BEGIN Page extract

(NewsNation) — For much of last year, the pandemic led to a daily backup of more than 100 ships at the ports of Los Angeles and Long Beach.
Now, the lockdowns in China have port officials preparing for a new surge when they finally end.
Shanghai is China’s busiest port and usually handles about 20% of all exports.
Cargo is moving these days, but capacity is only about 20% since 25 million people remain in lockdown, which has resulted in the shutdown of most city warehouses and plants.
Restrictions have anger and outrage boiling over, incoming cargo is piling up and goods are stranded at Chinese warehouses with fewer trucks and trains picking up.
“It’s already affecting the global supply chain,” said Mario Cordero, an executive director at the Port of Long Beach.
The executive director went on to say that there is already a lull in Chinese imports.
But when manufacturing resumes, he said, Southern California will be more prepared for another supply chain surge.

END Page extract

* _Using the information_:
- 1) Rewrite the paragraph of the port report beginning "Cargo is moving these days" in shorter form, keeping its main facts.
- 2) Please summarize the port report in two sentences.
- 3) Carry the port report further, beginning after its final sentence.
The entries are separate material with no connection to the port report.

BEGIN Data excerpts

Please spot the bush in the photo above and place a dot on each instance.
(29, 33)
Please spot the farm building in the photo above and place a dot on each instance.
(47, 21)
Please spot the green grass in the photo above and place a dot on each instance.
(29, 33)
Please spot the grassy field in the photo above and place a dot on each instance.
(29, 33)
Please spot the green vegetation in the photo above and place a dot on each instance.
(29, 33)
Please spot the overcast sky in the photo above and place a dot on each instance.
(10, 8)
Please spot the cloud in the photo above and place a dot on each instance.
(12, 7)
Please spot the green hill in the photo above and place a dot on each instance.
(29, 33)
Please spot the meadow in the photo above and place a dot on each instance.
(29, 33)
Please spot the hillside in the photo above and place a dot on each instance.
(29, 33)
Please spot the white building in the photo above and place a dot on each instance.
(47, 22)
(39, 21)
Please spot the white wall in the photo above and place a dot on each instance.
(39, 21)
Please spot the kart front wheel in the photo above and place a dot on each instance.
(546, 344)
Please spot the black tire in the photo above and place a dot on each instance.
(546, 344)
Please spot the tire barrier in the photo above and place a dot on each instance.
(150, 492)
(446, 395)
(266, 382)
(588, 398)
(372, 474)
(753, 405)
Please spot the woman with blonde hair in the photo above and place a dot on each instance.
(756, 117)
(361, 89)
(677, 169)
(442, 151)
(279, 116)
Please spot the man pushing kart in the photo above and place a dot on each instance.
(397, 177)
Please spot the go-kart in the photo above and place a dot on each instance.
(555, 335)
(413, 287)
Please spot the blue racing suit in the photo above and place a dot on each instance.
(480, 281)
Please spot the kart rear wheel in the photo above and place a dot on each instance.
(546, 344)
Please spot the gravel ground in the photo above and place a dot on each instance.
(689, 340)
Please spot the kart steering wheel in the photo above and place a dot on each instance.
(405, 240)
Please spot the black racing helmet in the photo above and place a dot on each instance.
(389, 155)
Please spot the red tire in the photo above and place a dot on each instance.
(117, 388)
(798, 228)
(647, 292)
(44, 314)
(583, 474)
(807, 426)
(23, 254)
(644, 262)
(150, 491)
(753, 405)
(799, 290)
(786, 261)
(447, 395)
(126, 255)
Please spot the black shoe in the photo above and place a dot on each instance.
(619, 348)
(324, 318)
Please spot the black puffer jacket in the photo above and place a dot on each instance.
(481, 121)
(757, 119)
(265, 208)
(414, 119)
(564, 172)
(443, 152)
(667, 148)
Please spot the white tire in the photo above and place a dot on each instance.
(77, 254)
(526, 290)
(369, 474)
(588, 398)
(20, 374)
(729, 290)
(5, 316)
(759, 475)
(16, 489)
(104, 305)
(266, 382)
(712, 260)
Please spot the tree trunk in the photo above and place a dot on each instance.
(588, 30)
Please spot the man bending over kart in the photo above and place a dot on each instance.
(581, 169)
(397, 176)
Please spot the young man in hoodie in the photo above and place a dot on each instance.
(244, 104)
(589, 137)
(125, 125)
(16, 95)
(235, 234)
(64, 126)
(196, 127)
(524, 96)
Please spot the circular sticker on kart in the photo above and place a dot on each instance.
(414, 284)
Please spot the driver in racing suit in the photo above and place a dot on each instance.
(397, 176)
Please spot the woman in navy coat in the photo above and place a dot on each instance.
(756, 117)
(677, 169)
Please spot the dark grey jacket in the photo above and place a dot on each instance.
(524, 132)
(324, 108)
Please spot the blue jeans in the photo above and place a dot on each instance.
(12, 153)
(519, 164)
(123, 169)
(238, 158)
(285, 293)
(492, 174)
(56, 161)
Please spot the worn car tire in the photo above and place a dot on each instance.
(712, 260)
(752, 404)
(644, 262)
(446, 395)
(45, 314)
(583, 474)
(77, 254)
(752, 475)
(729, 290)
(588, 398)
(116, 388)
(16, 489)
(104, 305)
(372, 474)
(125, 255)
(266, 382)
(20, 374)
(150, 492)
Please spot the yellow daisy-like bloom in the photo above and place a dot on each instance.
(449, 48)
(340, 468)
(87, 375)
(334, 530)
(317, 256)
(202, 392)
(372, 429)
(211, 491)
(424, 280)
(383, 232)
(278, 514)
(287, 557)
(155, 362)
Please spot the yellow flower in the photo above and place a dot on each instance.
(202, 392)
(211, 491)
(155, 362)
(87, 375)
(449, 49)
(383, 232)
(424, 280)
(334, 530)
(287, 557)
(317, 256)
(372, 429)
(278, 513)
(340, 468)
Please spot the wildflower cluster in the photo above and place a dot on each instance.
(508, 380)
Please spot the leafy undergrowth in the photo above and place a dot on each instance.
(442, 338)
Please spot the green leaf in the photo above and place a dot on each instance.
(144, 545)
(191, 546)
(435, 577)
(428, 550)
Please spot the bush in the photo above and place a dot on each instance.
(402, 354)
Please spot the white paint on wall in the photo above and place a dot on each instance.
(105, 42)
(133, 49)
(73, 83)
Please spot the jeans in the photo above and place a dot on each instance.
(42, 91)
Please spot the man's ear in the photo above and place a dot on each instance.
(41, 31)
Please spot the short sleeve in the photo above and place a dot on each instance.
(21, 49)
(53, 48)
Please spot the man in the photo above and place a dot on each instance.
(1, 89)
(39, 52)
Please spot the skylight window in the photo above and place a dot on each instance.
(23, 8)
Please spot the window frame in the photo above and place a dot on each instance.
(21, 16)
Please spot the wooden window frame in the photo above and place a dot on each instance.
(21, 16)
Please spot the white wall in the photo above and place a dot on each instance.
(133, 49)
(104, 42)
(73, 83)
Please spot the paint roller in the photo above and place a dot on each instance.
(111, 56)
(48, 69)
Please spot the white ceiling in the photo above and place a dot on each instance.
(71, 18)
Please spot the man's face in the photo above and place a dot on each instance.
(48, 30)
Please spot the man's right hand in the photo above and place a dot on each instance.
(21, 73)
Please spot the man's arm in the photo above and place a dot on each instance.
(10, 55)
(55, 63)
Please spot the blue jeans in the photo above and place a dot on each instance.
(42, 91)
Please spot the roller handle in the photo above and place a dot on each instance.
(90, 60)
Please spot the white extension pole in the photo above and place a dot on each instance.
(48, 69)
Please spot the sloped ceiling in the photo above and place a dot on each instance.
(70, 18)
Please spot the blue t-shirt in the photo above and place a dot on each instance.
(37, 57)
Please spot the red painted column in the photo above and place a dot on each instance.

END Data excerpts

* _Answers_:
- 1) Cargo still moves, but at only about 20% capacity, because 25 million people remain locked down and most city warehouses and plants have shut.

- 2) Lockdowns in China have cut Shanghai, the country's busiest port, to about 20% capacity, stranding goods and already affecting the global supply chain. Port officials in Southern California, who saw backups of more than 100 ships daily last year, are preparing for a new surge once the lockdowns end.

- 3)
“We’re a lot more ready for that than maybe we were back in 2021 in the fall, because of some of the proactive measures that both ports have taken since that time,” Cordero said.
The biggest change is that both ports can now operate 24 hours a day for much of the week.
In the short term, the slowdown in supply will mean more financial pain for consumers.
“That is probably going to throw another wrench into inflation, because once again, vendors who are getting their supplies from those factories will not get it one time or might not even get it at all,” said Yoni Mazur of Getida Technology.
Due to less manufacturing in China, fewer carriers are needed in the ports of Shanghai and Shenzhen, which usually ships key consumer electronics components used by companies such as Apple and Sony.